··· Entries ···

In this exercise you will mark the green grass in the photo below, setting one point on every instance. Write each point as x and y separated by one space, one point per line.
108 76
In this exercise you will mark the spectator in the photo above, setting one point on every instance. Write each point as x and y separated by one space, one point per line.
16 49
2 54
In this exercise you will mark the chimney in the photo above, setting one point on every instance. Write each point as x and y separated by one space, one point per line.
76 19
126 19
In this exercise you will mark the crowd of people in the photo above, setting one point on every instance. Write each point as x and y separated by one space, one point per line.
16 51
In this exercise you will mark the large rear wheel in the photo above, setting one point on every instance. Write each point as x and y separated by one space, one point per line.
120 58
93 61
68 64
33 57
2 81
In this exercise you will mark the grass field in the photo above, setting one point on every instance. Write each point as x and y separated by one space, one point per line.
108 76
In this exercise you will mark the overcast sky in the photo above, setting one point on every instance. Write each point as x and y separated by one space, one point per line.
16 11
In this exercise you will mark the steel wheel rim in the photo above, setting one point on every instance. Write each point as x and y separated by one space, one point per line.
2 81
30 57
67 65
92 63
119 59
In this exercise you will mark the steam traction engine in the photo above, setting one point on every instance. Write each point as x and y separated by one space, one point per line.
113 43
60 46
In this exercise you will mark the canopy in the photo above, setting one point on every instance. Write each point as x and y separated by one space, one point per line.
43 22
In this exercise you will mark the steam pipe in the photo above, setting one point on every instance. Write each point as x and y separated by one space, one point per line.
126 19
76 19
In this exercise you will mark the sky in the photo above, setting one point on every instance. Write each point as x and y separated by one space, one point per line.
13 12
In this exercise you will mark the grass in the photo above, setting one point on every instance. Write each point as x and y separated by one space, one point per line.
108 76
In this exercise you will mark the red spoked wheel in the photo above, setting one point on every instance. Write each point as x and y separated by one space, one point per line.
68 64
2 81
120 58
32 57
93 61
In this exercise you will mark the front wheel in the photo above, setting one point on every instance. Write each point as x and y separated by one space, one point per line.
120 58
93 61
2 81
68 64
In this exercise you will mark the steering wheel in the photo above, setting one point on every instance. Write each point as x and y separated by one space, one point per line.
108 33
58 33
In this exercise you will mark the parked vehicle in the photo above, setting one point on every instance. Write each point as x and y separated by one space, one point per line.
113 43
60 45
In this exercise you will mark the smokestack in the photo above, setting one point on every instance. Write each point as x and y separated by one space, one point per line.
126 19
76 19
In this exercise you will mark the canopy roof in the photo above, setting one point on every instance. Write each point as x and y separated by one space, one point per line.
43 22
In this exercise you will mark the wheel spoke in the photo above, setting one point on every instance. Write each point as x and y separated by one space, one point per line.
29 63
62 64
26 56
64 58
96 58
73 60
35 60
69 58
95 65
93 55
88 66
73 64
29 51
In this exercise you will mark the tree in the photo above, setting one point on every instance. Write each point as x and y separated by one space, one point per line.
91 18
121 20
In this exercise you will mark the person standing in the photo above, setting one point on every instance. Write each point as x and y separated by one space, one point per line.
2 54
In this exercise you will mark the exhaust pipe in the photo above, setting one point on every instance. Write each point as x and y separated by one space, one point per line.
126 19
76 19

···

*What you should do*: Present all of the lines above as a numbered list, omitting any blank lines.

*Reply*:
1. In this exercise you will mark the green grass in the photo below, setting one point on every instance. Write each point as x and y separated by one space, one point per line.
2. 108 76
3. In this exercise you will mark the spectator in the photo above, setting one point on every instance. Write each point as x and y separated by one space, one point per line.
4. 16 49
5. 2 54
6. In this exercise you will mark the chimney in the photo above, setting one point on every instance. Write each point as x and y separated by one space, one point per line.
7. 76 19
8. 126 19
9. In this exercise you will mark the crowd of people in the photo above, setting one point on every instance. Write each point as x and y separated by one space, one point per line.
10. 16 51
11. In this exercise you will mark the large rear wheel in the photo above, setting one point on every instance. Write each point as x and y separated by one space, one point per line.
12. 120 58
13. 93 61
14. 68 64
15. 33 57
16. 2 81
17. In this exercise you will mark the grass field in the photo above, setting one point on every instance. Write each point as x and y separated by one space, one point per line.
18. 108 76
19. In this exercise you will mark the overcast sky in the photo above, setting one point on every instance. Write each point as x and y separated by one space, one point per line.
20. 16 11
21. In this exercise you will mark the steel wheel rim in the photo above, setting one point on every instance. Write each point as x and y separated by one space, one point per line.
22. 2 81
23. 30 57
24. 67 65
25. 92 63
26. 119 59
27. In this exercise you will mark the steam traction engine in the photo above, setting one point on every instance. Write each point as x and y separated by one space, one point per line.
28. 113 43
29. 60 46
30. In this exercise you will mark the canopy in the photo above, setting one point on every instance. Write each point as x and y separated by one space, one point per line.
31. 43 22
32. In this exercise you will mark the steam pipe in the photo above, setting one point on every instance. Write each point as x and y separated by one space, one point per line.
33. 126 19
34. 76 19
35. In this exercise you will mark the sky in the photo above, setting one point on every instance. Write each point as x and y separated by one space, one point per line.
36. 13 12
37. In this exercise you will mark the grass in the photo above, setting one point on every instance. Write each point as x and y separated by one space, one point per line.
38. 108 76
39. In this exercise you will mark the red spoked wheel in the photo above, setting one point on every instance. Write each point as x and y separated by one space, one point per line.
40. 68 64
41. 2 81
42. 120 58
43. 32 57
44. 93 61
45. In this exercise you will mark the front wheel in the photo above, setting one point on every instance. Write each point as x and y separated by one space, one point per line.
46. 120 58
47. 93 61
48. 2 81
49. 68 64
50. In this exercise you will mark the steering wheel in the photo above, setting one point on every instance. Write each point as x and y separated by one space, one point per line.
51. 108 33
52. 58 33
53. In this exercise you will mark the parked vehicle in the photo above, setting one point on every instance. Write each point as x and y separated by one space, one point per line.
54. 113 43
55. 60 45
56. In this exercise you will mark the smokestack in the photo above, setting one point on every instance. Write each point as x and y separated by one space, one point per line.
57. 126 19
58. 76 19
59. In this exercise you will mark the canopy roof in the photo above, setting one point on every instance. Write each point as x and y separated by one space, one point per line.
60. 43 22
61. In this exercise you will mark the wheel spoke in the photo above, setting one point on every instance. Write each point as x and y separated by one space, one point per line.
62. 29 63
63. 62 64
64. 26 56
65. 64 58
66. 96 58
67. 73 60
68. 35 60
69. 69 58
70. 95 65
71. 93 55
72. 88 66
73. 73 64
74. 29 51
75. In this exercise you will mark the tree in the photo above, setting one point on every instance. Write each point as x and y separated by one space, one point per line.
76. 91 18
77. 121 20
78. In this exercise you will mark the person standing in the photo above, setting one point on every instance. Write each point as x and y separated by one space, one point per line.
79. 2 54
80. In this exercise you will mark the exhaust pipe in the photo above, setting one point on every instance. Write each point as x and y separated by one space, one point per line.
81. 126 19
82. 76 19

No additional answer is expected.